◆ **Your instructions**
Exclude the pictures, then quote exactly the lines from the one holding "Thank you for the photo. Could you pin the leafy" through the last line of the records.

--- Start of Records for processing ---

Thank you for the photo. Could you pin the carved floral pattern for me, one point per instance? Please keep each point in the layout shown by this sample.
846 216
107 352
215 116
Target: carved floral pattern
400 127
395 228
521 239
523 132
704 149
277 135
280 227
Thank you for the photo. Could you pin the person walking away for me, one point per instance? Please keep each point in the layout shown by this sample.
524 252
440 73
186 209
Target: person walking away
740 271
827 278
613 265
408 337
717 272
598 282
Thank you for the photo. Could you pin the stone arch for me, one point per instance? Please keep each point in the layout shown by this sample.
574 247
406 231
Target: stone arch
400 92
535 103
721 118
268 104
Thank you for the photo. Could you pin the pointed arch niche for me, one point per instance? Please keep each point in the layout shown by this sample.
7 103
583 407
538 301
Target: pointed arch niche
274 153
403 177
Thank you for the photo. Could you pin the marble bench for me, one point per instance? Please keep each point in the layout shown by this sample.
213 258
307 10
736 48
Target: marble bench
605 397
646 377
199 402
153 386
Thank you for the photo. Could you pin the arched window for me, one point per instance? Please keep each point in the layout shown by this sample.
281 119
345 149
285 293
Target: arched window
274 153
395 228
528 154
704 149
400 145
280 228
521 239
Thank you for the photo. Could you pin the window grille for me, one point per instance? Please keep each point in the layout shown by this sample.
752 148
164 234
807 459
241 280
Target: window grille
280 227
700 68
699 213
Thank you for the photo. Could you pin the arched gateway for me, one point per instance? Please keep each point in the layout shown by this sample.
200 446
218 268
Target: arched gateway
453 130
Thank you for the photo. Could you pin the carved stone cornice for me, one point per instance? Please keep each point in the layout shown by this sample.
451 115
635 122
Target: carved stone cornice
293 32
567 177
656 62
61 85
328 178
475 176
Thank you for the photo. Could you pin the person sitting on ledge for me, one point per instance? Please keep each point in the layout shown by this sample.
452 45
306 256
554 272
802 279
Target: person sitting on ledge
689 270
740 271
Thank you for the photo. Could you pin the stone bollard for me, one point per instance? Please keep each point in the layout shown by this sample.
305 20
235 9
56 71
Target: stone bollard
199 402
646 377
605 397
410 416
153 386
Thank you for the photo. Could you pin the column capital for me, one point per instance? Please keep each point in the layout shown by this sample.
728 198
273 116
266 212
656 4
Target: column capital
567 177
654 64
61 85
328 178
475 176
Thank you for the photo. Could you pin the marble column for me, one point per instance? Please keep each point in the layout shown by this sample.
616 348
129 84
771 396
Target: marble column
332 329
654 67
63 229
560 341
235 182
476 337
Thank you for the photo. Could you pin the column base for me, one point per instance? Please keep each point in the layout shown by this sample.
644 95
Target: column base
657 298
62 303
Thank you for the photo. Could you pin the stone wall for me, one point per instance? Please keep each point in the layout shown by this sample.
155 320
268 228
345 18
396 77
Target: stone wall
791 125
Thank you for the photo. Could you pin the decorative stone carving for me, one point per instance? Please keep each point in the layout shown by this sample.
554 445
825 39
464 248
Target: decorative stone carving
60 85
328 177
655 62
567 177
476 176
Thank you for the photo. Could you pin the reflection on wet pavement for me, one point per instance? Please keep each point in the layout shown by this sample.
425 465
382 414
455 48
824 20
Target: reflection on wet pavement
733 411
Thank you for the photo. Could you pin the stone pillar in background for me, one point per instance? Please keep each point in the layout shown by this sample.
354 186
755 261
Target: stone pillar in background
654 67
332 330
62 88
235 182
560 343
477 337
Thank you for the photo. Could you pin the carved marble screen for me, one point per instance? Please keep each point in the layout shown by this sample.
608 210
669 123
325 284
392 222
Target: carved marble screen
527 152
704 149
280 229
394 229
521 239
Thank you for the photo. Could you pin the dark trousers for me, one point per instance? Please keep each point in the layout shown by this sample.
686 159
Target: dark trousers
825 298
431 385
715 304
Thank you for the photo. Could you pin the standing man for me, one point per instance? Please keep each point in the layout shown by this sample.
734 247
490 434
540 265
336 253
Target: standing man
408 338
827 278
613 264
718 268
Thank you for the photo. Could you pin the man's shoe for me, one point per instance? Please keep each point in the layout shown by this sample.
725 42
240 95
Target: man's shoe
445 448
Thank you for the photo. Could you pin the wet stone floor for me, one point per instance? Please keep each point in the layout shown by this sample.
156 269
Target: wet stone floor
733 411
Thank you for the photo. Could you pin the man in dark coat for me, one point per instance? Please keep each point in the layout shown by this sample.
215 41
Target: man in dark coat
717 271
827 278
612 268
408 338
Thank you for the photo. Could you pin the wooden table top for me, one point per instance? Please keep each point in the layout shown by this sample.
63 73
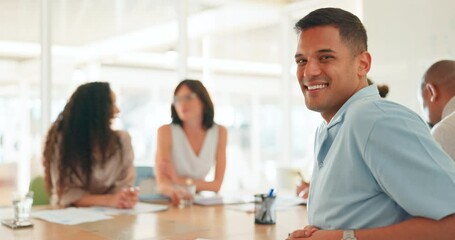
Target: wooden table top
195 222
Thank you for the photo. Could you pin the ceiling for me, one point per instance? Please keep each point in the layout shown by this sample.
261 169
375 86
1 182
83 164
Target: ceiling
114 30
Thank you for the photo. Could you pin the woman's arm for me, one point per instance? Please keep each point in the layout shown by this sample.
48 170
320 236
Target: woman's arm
220 165
125 198
163 164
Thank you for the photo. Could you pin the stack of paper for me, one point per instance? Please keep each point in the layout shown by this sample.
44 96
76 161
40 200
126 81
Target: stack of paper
72 216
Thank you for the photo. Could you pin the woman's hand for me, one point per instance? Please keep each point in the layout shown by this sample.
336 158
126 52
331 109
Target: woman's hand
303 189
125 198
178 194
306 232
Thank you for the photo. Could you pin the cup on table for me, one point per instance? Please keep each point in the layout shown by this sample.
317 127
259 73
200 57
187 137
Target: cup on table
265 209
22 205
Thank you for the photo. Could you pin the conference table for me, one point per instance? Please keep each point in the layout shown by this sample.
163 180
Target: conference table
194 222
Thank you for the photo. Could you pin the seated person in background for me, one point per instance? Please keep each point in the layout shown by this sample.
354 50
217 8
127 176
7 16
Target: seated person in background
438 101
382 88
191 145
86 162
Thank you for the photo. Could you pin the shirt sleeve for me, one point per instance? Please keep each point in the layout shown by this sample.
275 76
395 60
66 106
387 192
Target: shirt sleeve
410 167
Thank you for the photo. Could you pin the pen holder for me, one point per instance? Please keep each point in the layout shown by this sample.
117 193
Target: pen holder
264 208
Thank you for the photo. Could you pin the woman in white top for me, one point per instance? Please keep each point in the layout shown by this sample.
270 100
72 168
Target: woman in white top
191 145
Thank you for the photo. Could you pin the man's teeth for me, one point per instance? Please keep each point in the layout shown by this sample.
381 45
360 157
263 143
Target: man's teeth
314 87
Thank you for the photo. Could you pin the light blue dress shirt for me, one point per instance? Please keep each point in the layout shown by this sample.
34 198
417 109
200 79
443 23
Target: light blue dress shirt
377 164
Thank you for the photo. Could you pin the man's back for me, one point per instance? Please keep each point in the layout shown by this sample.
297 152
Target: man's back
366 154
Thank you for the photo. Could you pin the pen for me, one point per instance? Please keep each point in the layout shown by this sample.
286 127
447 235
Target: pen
300 176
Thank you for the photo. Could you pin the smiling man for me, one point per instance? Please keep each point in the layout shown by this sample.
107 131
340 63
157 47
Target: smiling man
378 174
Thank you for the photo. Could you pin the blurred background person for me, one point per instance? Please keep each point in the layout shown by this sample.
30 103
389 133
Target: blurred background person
86 162
438 102
191 145
382 88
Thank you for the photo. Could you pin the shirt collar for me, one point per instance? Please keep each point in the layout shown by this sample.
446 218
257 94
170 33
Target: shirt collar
449 108
369 91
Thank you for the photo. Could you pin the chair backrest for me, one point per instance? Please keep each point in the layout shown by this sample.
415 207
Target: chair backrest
40 196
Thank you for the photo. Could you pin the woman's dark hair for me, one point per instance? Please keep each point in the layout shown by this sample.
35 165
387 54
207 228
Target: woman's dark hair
382 88
81 136
208 111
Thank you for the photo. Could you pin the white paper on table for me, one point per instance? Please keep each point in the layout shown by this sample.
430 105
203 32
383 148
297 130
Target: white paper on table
70 216
138 208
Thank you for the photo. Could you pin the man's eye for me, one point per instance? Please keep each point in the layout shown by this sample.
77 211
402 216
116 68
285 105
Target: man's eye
325 58
301 61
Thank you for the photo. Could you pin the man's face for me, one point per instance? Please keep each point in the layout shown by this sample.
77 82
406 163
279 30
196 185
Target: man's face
327 71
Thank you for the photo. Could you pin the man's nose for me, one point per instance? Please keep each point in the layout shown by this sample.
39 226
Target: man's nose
312 68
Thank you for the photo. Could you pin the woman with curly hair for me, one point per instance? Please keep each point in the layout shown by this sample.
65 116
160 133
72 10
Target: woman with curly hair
86 162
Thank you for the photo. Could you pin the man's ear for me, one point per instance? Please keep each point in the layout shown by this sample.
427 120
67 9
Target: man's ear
364 63
432 91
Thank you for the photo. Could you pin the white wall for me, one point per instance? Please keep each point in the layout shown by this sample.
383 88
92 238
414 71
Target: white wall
405 38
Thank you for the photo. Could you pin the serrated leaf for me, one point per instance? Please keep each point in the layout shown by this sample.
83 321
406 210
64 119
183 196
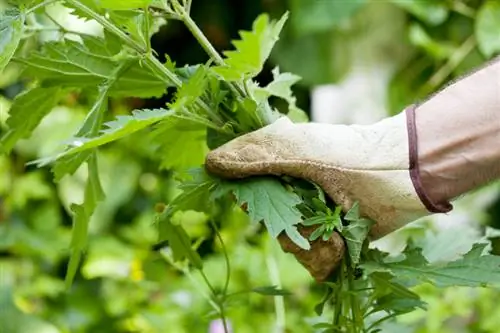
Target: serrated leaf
280 86
11 32
181 143
81 218
73 64
120 127
355 233
267 201
252 50
124 5
271 290
195 194
92 4
27 111
472 270
487 27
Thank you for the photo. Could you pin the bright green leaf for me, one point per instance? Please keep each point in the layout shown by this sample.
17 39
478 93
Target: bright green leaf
311 16
181 143
252 50
73 64
26 113
267 200
125 5
11 32
430 11
81 217
474 269
487 28
271 290
355 233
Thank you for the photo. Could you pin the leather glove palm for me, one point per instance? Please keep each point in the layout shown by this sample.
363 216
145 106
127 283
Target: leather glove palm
369 164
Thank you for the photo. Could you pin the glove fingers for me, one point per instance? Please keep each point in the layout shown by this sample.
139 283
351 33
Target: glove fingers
324 256
252 154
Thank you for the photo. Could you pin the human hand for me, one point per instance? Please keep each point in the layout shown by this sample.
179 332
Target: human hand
368 164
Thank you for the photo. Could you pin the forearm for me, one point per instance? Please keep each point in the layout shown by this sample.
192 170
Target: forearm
458 133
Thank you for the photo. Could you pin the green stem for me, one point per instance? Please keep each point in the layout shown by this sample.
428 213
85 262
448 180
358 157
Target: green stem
355 306
204 42
149 58
153 63
338 294
40 5
279 302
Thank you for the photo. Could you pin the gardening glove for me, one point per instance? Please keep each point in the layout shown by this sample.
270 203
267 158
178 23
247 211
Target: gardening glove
375 165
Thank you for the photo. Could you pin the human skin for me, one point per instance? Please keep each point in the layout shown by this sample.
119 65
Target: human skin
399 169
459 135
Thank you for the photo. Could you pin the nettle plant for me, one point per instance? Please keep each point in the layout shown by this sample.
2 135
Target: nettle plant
212 104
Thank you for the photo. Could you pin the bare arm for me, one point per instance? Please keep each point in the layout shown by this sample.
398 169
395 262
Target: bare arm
459 136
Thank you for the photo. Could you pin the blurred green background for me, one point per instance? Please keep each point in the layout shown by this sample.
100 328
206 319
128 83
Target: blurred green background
404 49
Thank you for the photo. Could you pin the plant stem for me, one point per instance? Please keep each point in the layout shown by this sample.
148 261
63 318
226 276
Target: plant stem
149 58
40 5
279 302
153 63
355 306
204 42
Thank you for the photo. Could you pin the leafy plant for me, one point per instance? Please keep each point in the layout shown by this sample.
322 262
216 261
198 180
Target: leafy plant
212 104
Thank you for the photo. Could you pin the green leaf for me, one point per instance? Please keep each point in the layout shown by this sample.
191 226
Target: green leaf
81 218
279 87
430 11
120 127
355 233
11 32
252 50
26 113
267 200
73 64
325 62
318 16
180 243
271 290
181 143
124 5
472 270
195 194
487 28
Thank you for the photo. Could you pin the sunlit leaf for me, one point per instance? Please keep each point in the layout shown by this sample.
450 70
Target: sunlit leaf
11 32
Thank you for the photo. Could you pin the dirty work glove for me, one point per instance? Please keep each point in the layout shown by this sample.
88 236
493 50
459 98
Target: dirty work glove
372 164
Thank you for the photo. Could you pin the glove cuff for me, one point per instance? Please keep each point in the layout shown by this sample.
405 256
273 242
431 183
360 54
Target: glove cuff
430 205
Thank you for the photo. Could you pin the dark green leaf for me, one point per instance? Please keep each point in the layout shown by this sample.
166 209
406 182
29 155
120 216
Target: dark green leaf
430 11
179 242
355 233
73 64
252 50
473 270
11 32
271 290
268 201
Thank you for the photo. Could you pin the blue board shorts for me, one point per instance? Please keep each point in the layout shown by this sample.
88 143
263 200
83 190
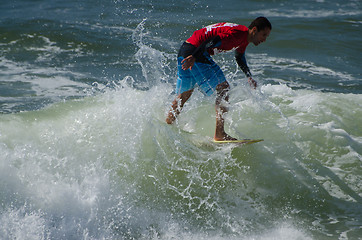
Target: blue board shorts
205 75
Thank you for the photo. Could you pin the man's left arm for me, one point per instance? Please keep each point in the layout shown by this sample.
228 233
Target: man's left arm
241 60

--- End of Records for processing ---

◆ **Solution to this task**
Thank you for the photo. Could you pin the leafy plant for me, one point per instance? Please keep each point in the layout shown by this sample.
322 262
216 261
198 180
Target: leafy plant
212 104
Thank you for the photo. Could you pin the green leaf for me, one point per instance? Please keep each point in the layout shown by this sample.
191 226
Target: green leaf
81 218
279 87
430 11
120 127
355 233
11 32
252 50
26 113
267 200
73 64
325 62
318 16
180 243
271 290
181 143
124 5
472 270
195 194
487 28
Thank you for the photo. Could you pin the sunlit leaf for me, one point per instance? Please keep each point in the layout shown by this sample.
450 70
Target: sunlit leaf
11 32
Thank you for the photo. Could you pin the dirty work glove for me, one point per instance? Please keep each point in the layout shown by this sample.
88 236
493 50
459 98
Target: dirty work glove
372 164
Thank you for the photo. Could you pin the glove cuff for me, one point per instance? Please keep each point in the layout shown by this sample.
405 256
273 242
431 183
360 54
Target: glove cuff
430 205
Thank you for the photo. Could you pin the dark green leaf for me, one point per instance? Please keep each point in the layout shown by this sample.
166 209
406 182
29 155
120 216
Target: dark green leaf
430 11
179 242
355 233
73 64
252 50
473 270
11 32
271 290
268 201
Thank you for the photo. Could you pin the blue board shorts for me, one point per instance? Please keep each point in the layout shown by this sample.
88 143
263 200
83 190
Target: blue board shorts
205 75
Thank you for the photo. Could you pin the man's left arm for me, one point per instance? Please keep each point in the layout shown by this sample.
228 233
Target: man's left arm
241 60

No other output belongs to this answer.